### Task item
Reproduce each record exactly, but exclude every picture.

══════════

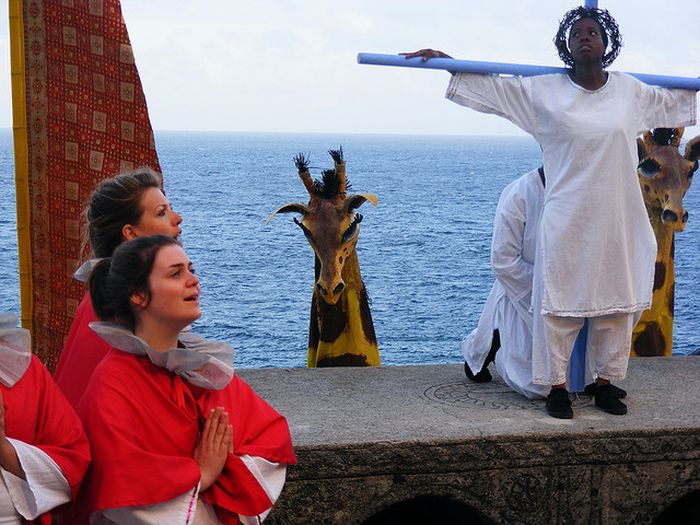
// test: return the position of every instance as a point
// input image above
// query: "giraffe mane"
(664, 136)
(329, 186)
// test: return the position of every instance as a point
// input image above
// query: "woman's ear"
(128, 232)
(139, 299)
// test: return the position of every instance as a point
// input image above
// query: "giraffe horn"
(301, 161)
(337, 155)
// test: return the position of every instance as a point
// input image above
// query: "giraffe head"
(329, 221)
(665, 175)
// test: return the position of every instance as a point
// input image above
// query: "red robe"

══════════

### Expected output
// test: return the position of every instance as a point
// input image above
// query: "giraffe mane"
(664, 136)
(329, 186)
// test: return the position of every instance as a point
// input image above
// query: "woman's ear"
(128, 232)
(139, 299)
// test: return the position of every instance as a point
// input image above
// query: "giraffe horn"
(301, 161)
(337, 155)
// test: return the position of every instance as a point
// input image above
// query: "giraffe head"
(329, 221)
(665, 175)
// test: return the position of every instance as a point
// input image above
// query: "red robe"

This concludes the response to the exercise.